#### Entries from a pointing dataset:
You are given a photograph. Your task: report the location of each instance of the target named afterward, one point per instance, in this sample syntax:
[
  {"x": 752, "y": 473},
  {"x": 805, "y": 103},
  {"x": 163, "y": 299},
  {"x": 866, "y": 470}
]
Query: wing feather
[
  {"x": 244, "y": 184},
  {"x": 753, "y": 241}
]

#### Exercise brief:
Quote the entries above word for word, with nothing changed.

#### Exercise output:
You are given a photograph. Your task: report the location of each instance of the target named afterward, one point per instance, in this sample syntax:
[
  {"x": 752, "y": 473},
  {"x": 805, "y": 103},
  {"x": 163, "y": 299},
  {"x": 866, "y": 470}
]
Query: wing feather
[
  {"x": 244, "y": 184},
  {"x": 753, "y": 241}
]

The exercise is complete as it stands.